| Excerpted passage |
'''

## Data Analysis Mathematics, Algorithms and Modeling

# AI Powered Recipe Recommendation System 

### Team : Group 3
| Student No  | First Name                  | Last Name     |
|-------------|-----------------------------|---------------|
| 9041129     | Nidhi                       | Ahir          |
| 9016986     | Keerthi                     | Gonuguntla    |
| 9027375     | Khushbu                     | Lad           |

#### Introduction



### Dataset & Programming Requirements

##### Ractangular Dataset : files
1. Raw_recepes.csv
2. Raw_interaction.csv

##### Import Libraries

In [3]:
import numpy as np
import pandas as pd 
from scipy import stats
import matplotlib.pyplot as plt
import matplotlib.dates as mdates
import scipy.stats as zscore
from statsmodels.tsa.seasonal import seasonal_decompose
import matplotlib as mpl
mpl.rcParams['agg.path.chunksize'] = 10000
from sklearn.decomposition import PCA
from sklearn.preprocessing import StandardScaler
from sklearn.model_selection import train_test_split
from sklearn.linear_model import LinearRegression
from sklearn.metrics import mean_squared_error, r2_score
import datetime


##### RawRecipe : Dataset in classes and methods

In [4]:
class RawRecipe:
    def __init__(self):
        self.file_path = './Dataset/RAW_recipes.csv'
        self.data = None
    
    # Loads the data from a CSV file.
    def load_data(self):
        self.data = pd.read_csv(self.file_path)
        print(f"---> STEP 1 : Loads the data from a CSV file. \r\n")
        print(f"RAW_recipes.csv : Data loaded successfully.")
        print(f"Total Records : {self.data.shape[0]} \r\n")
        return self.data

##### RAW_interactions : Dataset in classes and methods

In [5]:
class RecepeInteraction:
    def __init__(self):
        self.file_path = './Dataset/RAW_interactions.csv'
        self.data = None
    
    # Loads the data from a CSV file.
    def load_data(self):
        self.data = pd.read_csv(self.file_path)
        print(f"---> STEP 1 : Loads the data from a CSV file. \r\n")
        print(f"RAW_interactions.csv : Data loaded successfully.")
        print(f"Total Records : {self.data.shape[0]} \r\n")
        return self.data
    
    def view_sample_data(self):
        self.data.head(5)

    # Data quality : Null Check
    def check_null_values(self):
        print(f"---> STEP 2 : Null Check for data \r\n")
        if self.data is not None:
            nulls = self.data.isnull().sum()
            print(nulls)
            return nulls
        else:
            print("Data not loaded.")
     # Data quality : Duplicate Check
    def check_duplicate_values(self):
        print(f"\r\n---> STEP 3 : Duplicate data Check for recepe \r\n")
        if self.data is not None:
            counts = self.data["recipe_id"].value_counts()
            dupl = (counts[counts>1]).reset_index()
            dupl.columns = ["recipe_id", "Count"]
            print(dupl)
            return dupl
        else:
            print("Data not loaded.")

'''

| To do |
(a) In the recipe recommendation notebook, from which file path does the RecepeInteraction class load its data?
(b) Based on its code and comment, explain how the check_duplicate_values method in the recipe recommendation notebook carries out its data quality check.
The listing that follows isn't needed for any of this.

| Data provided |
'''

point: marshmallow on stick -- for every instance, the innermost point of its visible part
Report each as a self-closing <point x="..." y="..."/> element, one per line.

'''

| Answers provided |
(a) It loads from './Dataset/RAW_interactions.csv'.

(b) The method counts how many times each recipe_id appears and keeps only the IDs whose count is greater than 1. It names the resulting columns "recipe_id" and "Count", then prints and returns them. If no data has been loaded, it prints "Data not loaded." instead.